## TASK TO COMPLETE
Retype the face mite text word for word, starting at "So what the" and ending at "until it dies.".

## EXCERPTED TEXT
As far as I know, the face mite is the only living animal that doesn’t poop.

Ordinarily, I wouldn’t trust an animal that never pinched off a loaf. It’s just not healthy to keep too much to yourself. I’m willing to give the face mite a pass, though, because there’s no arguing with them at this point. They’re set in their ways. Also in your pores.

Face mites are very small spider relatives that sit on your face. They look like a worm that changed its mind at one end, jamming in eight legs in a bunch. The other end is where the anus orter be but ain’t. This is what happens when you rush a project without proper planning.

So what the face mite does is store up an entire lifetime’s worth of crap and then, predictably, drops dead. Fortunately, it only lives about two weeks, but still. That’s backed-up. It does all of this–growing up, having sex, dying, rotting, and dropping off its old shit, on your face. Mostly in your hair follicles or pores, but it moves around at night, and at a pretty good clip, considering. The female lays a heart-shaped egg half her own size in one of your sebaceous glands, and that hatches into a six-legged larva, later tacks on an extra pair of legs when it remembers it’s in the spider family, and then it continues to eat your face until it dies.

## DATA FOR REVIEW
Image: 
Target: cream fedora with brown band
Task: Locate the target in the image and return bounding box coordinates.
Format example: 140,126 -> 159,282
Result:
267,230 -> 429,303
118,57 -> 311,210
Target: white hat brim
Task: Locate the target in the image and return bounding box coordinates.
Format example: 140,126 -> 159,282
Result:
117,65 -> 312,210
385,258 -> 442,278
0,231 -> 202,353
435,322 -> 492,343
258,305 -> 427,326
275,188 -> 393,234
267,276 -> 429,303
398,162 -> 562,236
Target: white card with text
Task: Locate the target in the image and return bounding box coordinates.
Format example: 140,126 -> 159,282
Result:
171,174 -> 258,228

---

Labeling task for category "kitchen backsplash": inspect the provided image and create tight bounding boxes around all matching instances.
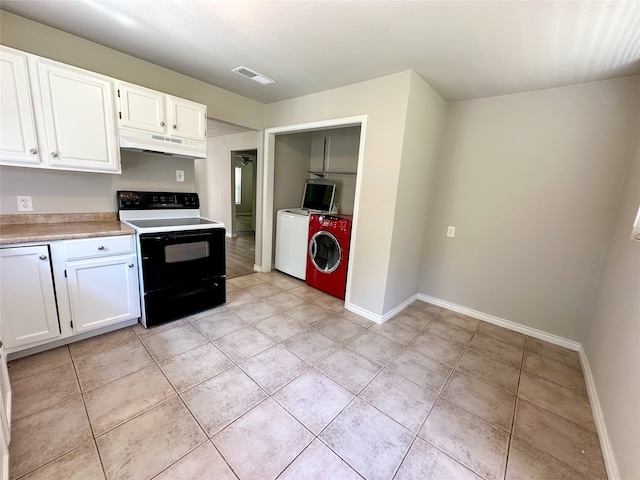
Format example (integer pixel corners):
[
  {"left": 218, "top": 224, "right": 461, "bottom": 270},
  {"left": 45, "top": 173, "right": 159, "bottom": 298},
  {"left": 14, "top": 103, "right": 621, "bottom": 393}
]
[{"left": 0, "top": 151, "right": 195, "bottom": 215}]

...

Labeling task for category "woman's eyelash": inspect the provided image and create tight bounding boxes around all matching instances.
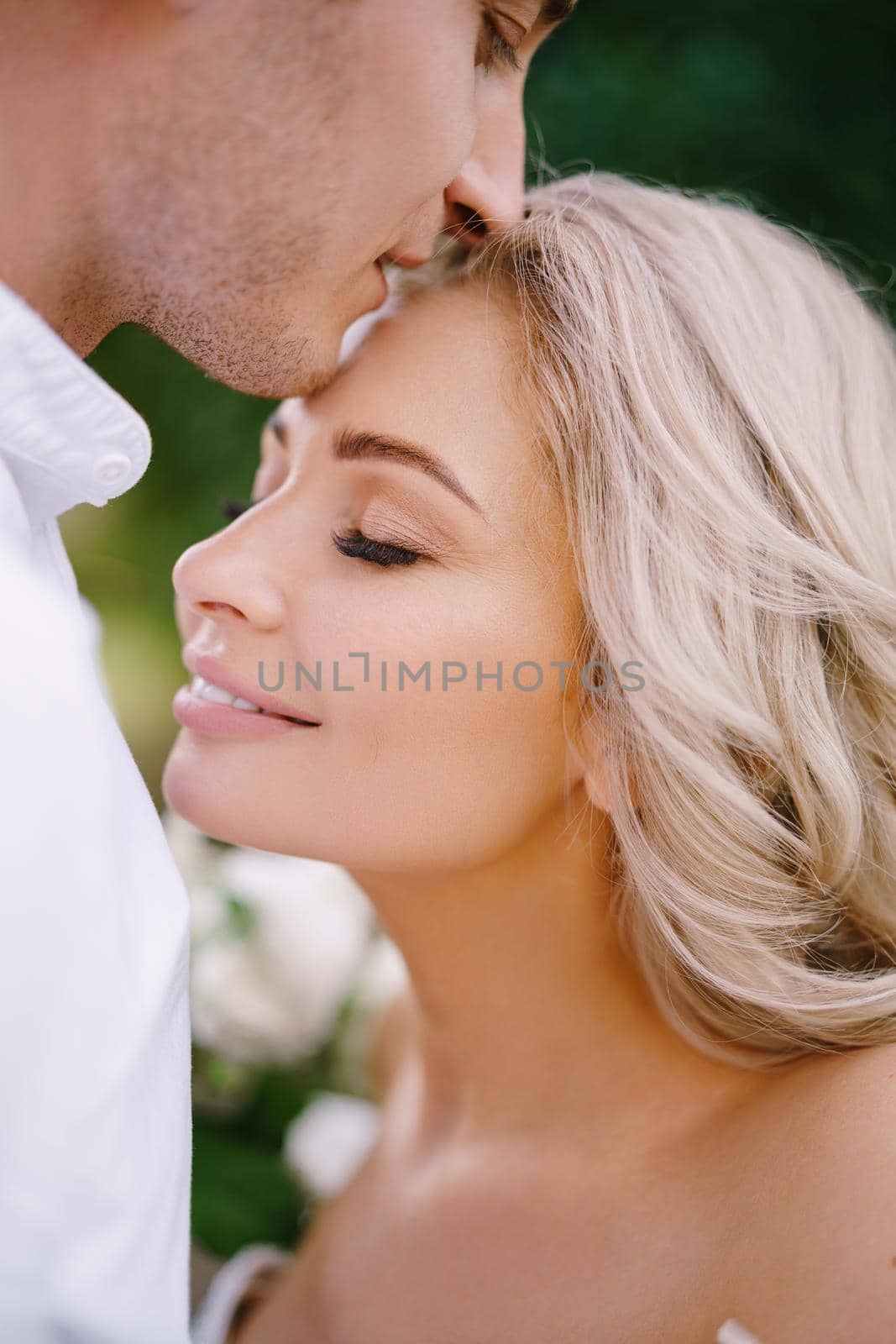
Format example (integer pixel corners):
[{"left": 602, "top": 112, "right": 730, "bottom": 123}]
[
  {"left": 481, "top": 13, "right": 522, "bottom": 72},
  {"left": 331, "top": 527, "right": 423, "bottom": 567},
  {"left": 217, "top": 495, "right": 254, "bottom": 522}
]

## RESPONSE FOR THIS EXERCISE
So what the face mite does is store up an entire lifetime’s worth of crap and then, predictably, drops dead. Fortunately, it only lives about two weeks, but still. That’s backed-up. It does all of this–growing up, having sex, dying, rotting, and dropping off its old shit, on your face. Mostly in your hair follicles or pores, but it moves around at night, and at a pretty good clip, considering. The female lays a heart-shaped egg half her own size in one of your sebaceous glands, and that hatches into a six-legged larva, later tacks on an extra pair of legs when it remembers it’s in the spider family, and then it continues to eat your face until it dies.